TASK OBJECTIVE:
Copy out exactly every line from the line containing "Task: indicate one point per instance of the silver" until the records below end, inclusive of both boundary lines.

DATA LINES:
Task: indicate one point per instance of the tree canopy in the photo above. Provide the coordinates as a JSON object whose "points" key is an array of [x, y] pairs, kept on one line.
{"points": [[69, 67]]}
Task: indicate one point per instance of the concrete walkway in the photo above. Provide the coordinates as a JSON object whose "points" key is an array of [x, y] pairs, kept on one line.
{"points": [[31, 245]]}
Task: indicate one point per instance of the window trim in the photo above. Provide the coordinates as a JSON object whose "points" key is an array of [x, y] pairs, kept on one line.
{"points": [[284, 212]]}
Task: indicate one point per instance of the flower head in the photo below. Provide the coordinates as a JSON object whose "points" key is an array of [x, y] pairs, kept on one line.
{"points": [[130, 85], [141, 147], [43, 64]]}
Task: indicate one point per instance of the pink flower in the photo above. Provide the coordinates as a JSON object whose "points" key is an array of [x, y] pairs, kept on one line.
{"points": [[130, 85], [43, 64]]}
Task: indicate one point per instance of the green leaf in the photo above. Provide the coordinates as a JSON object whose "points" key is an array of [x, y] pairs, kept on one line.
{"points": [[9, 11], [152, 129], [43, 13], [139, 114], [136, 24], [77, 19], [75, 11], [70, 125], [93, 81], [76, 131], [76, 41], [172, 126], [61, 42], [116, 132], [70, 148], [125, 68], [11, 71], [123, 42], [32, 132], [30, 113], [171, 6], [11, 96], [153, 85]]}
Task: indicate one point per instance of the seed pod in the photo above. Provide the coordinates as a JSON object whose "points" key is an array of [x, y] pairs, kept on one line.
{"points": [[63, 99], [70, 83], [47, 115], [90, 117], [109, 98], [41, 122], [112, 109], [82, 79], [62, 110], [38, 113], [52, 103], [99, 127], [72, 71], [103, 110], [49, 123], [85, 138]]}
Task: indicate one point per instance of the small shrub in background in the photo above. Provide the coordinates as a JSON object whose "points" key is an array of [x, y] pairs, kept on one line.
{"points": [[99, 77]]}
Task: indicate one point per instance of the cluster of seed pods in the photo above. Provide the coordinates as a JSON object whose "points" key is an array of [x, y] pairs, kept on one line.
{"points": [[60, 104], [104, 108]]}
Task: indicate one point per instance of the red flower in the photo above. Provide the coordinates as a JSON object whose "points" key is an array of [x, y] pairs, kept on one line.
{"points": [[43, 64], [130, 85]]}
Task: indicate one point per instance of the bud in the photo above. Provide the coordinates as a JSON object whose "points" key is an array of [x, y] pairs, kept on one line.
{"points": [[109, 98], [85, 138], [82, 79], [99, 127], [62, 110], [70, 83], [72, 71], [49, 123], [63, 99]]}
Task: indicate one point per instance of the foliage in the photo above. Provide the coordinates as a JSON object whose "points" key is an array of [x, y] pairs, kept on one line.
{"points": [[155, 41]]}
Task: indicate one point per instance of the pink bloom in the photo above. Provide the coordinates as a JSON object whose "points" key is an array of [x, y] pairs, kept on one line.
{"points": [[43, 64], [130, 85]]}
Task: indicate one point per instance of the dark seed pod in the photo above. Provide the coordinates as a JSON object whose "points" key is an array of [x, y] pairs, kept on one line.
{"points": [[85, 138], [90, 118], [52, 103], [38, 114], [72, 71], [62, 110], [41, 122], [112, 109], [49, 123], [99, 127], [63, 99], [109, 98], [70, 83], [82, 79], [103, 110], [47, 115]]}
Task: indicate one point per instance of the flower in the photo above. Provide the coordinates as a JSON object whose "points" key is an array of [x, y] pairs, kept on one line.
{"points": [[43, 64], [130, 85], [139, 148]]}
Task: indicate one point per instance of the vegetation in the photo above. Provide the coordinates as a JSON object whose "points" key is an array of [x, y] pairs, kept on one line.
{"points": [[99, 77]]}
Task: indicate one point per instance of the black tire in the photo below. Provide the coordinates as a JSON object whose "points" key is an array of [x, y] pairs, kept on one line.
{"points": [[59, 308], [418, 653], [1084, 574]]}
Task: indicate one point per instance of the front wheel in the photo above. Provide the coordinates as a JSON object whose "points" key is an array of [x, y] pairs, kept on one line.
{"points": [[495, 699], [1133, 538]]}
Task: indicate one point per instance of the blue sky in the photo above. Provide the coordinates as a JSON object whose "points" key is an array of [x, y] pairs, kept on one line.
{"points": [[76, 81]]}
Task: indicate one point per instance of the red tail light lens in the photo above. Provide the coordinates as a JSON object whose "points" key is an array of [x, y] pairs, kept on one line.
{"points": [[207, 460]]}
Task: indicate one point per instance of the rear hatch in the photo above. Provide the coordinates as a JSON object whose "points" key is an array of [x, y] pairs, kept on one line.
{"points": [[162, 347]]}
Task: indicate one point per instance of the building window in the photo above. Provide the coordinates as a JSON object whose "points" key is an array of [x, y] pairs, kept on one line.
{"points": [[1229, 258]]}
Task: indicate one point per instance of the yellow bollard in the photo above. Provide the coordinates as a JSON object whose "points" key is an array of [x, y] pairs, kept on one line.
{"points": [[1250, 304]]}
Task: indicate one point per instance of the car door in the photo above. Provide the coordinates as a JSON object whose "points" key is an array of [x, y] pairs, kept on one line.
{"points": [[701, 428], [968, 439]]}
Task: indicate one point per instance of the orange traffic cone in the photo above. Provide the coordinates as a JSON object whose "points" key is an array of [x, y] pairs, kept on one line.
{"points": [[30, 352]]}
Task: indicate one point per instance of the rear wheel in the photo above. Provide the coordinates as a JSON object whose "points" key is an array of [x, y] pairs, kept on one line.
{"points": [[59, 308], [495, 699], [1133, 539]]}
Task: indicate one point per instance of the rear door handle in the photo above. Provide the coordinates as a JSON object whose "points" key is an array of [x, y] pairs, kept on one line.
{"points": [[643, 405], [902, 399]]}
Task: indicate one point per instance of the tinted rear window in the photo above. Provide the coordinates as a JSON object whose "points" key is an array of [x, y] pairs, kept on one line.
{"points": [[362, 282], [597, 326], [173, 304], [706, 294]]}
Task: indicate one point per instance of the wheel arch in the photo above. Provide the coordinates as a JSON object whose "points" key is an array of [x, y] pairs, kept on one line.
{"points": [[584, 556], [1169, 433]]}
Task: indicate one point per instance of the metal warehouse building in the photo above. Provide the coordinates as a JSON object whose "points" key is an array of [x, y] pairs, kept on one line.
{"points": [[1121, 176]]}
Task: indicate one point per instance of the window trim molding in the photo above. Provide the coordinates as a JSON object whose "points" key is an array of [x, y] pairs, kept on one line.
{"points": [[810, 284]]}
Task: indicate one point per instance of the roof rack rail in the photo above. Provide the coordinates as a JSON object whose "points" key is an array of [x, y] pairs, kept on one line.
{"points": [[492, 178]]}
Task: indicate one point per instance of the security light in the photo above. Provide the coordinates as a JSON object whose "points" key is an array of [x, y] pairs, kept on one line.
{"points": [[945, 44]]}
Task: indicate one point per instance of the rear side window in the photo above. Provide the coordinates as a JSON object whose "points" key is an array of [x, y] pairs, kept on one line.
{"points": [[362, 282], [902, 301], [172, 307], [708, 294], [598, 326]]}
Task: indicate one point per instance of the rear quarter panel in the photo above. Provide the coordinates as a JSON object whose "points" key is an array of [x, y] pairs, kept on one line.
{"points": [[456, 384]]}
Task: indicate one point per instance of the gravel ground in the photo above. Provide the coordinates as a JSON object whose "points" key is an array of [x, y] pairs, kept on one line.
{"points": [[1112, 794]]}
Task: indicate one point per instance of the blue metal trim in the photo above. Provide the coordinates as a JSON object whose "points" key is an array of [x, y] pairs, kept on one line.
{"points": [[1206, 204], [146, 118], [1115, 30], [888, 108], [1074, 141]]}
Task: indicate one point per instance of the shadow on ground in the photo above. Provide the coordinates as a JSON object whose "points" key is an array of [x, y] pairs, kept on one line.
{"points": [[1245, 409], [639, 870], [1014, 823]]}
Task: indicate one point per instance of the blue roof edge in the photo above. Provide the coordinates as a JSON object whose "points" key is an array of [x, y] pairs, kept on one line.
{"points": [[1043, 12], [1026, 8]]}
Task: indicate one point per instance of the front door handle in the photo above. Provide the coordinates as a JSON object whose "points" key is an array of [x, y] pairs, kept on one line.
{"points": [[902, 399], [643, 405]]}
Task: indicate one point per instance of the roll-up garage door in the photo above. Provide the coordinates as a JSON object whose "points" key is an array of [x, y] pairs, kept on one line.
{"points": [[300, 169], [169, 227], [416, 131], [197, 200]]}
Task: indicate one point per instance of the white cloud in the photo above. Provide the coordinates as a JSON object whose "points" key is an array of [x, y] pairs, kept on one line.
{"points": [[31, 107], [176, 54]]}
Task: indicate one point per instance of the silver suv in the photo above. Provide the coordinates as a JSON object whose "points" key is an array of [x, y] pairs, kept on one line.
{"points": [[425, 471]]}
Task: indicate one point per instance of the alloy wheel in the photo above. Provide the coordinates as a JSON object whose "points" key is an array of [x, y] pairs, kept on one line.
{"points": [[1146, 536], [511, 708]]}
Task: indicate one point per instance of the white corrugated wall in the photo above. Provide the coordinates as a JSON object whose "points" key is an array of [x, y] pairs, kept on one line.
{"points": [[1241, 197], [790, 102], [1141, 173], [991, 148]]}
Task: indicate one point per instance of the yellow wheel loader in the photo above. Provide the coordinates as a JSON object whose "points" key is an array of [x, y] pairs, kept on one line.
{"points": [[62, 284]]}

RESPONSE TO THIS TASK:
Task: indicate one point per instance of the silver suv in the photo above. Provide the coordinates as a JSON object whose "points" key is an array of [x, y] pairs, kept on one line.
{"points": [[425, 471]]}
Task: indicate one point per instance of the alloy wheel in the photo above. Provide the coordinates as a JSON object whose "points" key is an array of [x, y] pairs, kept on one line.
{"points": [[1146, 536], [511, 708]]}
Task: indicate one point per instance of the white corrugated wall in the photo above. Provide the coordinates as a JSON object whose "points" key is an array of [x, y] pairs, kept on one line.
{"points": [[1241, 197], [790, 102], [1141, 173], [991, 148]]}
Task: indicate one point per instance of the yellow wheel loader in the photo above. Provide the coordinates as a JSON object whose "points" key is an array of [x, y] pairs, kept on one line.
{"points": [[62, 284]]}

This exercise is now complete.